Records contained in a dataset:
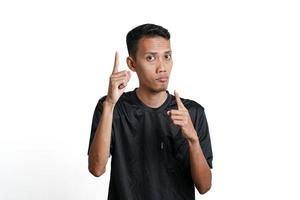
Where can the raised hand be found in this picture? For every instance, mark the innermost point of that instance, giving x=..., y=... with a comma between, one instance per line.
x=182, y=119
x=117, y=82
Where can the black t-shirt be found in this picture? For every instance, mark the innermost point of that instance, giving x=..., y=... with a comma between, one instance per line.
x=150, y=156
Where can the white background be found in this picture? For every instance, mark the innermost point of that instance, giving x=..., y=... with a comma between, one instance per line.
x=238, y=59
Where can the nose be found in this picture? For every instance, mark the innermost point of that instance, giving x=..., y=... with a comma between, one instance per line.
x=161, y=66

Work to complete
Repeat, word for word, every line from the line that contains "Where can the black" to the end of the entries; include both of those lines and no others.

Output
Where can the black t-shirt be found in this picture? For every instance, mark the innermost point of that instance, giving x=..., y=... with a comma between, one instance per line.
x=150, y=156
Where can the white background be found in this picture? For every instance, mark the innermost point of that instance, giving x=..., y=... with a comma between, one instance per line.
x=238, y=59
Where can the nose be found in this picture? For every instance, mark the innermost point of that instance, giving x=..., y=... with a comma between, one instance per line.
x=161, y=66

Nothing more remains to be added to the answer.